* **QUESTIONS**
- 1) According to the arts funding column, what budget did Seattle's Office of Arts & Cultural Affairs receive in 2005?
- 2) Rewrite the arts funding column starting with "Remember the figures" and going on through "be reckoned with.", changing "handout" to "gift".

** Opening STUDY TEXT block **

The case has already been made that culture needs candidates, in this election cycle and beyond. That case has been made by many—including myself—not on art-is-good-for-you truisms but on cold, hard, conservative principles.

Remember the figures from this column three weeks ago: In 2005, Seattle's Office of Arts & Cultural Affairs (OACA) got a $2.57 million budget (minus funds for public art). That year, OACA and Seattle's arts institutions returned $12.3 million in city-government revenue. That's not counting money that went to the state, the county, and local restaurants and hotels. (Nearly 1.9 million people traveled to Seattle in 2005 to see art—and spend money—here.) The conclusion: Arts funding is not a handout; arts funding is an investment. And if artists and arts advocates want to get anywhere, they'd best stop behaving like beaten dogs and start behaving like a force to be reckoned with.

First, the culture constituency must rally its resources and figure out what it wants. I've been asking artists and administrators that question and have heard a broad spectrum of answers: relief from crushing business taxes, stronger advocates, a job-share project to spread around medical benefits—and even "nothing." Housing and health care were major themes, as well as financial incentives to help developers preserve arts venues instead of gentrifying them into extinction.

Over lunch at Cafe Presse last week, Susan Trapnell laid out a constellation of changes Seattle could make to stimulate its arts ecology. (Trapnell is a senior consultant at the Arts Consulting Group, has managed the Guthrie, and is largely credited with saving ACT Theatre in 2003.) A big one for large institutions: unrestricted funds. Most local grants are handed out for specific projects. By the time they arrive, the ground may have shifted, revealing new needs and opportunities—but the money is chained to its preordained purpose, keeping institutions sluggish and bureaucratic instead of nimble and responsive.

** Closing STUDY TEXT block **
** Opening SUPPLIED DATA block **

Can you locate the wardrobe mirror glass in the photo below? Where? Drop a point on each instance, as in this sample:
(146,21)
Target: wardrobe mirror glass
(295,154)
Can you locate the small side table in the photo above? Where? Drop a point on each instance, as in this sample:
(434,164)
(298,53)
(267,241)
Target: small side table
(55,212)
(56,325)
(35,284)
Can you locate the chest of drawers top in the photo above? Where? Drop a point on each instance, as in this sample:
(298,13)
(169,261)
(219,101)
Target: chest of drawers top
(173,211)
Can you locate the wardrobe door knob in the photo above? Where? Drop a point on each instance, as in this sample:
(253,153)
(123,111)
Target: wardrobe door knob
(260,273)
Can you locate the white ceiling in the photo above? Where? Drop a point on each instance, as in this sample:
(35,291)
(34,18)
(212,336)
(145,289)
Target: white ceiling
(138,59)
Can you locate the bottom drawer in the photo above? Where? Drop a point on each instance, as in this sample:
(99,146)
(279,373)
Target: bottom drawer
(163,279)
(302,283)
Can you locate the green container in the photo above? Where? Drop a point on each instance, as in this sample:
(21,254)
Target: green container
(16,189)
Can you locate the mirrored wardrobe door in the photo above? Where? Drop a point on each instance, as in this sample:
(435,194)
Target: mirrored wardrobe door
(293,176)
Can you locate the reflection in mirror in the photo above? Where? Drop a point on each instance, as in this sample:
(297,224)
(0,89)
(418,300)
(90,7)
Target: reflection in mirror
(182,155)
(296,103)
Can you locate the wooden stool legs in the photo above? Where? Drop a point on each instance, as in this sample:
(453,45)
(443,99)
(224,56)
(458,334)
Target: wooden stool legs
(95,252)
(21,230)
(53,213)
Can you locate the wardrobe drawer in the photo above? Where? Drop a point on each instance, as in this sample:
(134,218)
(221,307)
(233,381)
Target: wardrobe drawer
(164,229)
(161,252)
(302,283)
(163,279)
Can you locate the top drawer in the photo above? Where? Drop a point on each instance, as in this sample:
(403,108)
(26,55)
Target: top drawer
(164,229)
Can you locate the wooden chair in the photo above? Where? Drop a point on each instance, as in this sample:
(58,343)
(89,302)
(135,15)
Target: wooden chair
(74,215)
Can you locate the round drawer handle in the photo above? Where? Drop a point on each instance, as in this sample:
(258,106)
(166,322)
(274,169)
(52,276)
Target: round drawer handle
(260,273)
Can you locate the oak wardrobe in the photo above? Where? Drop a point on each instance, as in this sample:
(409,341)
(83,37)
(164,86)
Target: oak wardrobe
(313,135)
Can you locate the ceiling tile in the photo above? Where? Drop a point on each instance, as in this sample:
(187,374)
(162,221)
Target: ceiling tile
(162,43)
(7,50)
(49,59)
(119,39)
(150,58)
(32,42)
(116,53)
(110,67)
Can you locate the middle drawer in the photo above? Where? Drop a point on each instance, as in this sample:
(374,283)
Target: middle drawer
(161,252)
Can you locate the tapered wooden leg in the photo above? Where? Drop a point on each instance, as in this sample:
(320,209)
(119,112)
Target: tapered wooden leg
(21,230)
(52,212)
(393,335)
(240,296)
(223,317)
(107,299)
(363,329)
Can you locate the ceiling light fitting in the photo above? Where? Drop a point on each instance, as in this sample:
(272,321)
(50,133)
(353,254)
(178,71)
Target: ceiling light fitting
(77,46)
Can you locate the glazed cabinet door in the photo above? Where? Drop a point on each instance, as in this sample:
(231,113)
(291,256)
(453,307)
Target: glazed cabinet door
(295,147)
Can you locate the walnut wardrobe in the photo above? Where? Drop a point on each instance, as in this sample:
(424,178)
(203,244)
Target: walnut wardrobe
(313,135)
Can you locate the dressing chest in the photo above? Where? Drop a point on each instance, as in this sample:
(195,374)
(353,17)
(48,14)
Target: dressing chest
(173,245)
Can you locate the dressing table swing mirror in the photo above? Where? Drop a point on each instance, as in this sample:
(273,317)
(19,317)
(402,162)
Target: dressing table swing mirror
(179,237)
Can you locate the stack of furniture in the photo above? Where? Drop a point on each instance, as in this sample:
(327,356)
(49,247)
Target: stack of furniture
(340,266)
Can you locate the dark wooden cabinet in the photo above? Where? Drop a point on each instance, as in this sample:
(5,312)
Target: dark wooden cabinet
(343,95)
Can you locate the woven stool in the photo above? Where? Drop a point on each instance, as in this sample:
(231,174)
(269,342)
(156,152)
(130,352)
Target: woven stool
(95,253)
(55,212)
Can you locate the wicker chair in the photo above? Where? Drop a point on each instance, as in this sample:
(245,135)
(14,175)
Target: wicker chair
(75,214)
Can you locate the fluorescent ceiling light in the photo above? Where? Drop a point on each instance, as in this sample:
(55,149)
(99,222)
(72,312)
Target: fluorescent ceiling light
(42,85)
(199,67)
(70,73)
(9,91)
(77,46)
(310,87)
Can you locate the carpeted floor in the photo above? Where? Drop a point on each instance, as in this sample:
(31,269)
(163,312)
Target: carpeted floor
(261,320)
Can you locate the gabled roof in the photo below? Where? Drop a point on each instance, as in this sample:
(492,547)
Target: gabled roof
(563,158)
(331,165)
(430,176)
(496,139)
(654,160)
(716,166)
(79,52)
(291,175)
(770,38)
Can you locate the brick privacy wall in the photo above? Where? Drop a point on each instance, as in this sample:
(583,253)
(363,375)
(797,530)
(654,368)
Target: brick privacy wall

** Closing SUPPLIED DATA block **

* **ANSWER LIST**
- 1) A $2.57 million budget, minus funds for public art.

- 2)
Remember the figures from this column three weeks ago: In 2005, Seattle's Office of Arts & Cultural Affairs (OACA) got a $2.57 million budget (minus funds for public art). That year, OACA and Seattle's arts institutions returned $12.3 million in city-government revenue. That's not counting money that went to the state, the county, and local restaurants and hotels. (Nearly 1.9 million people traveled to Seattle in 2005 to see art—and spend money—here.) The conclusion: Arts funding is not a gift; arts funding is an investment. And if artists and arts advocates want to get anywhere, they'd best stop behaving like beaten dogs and start behaving like a force to be reckoned with.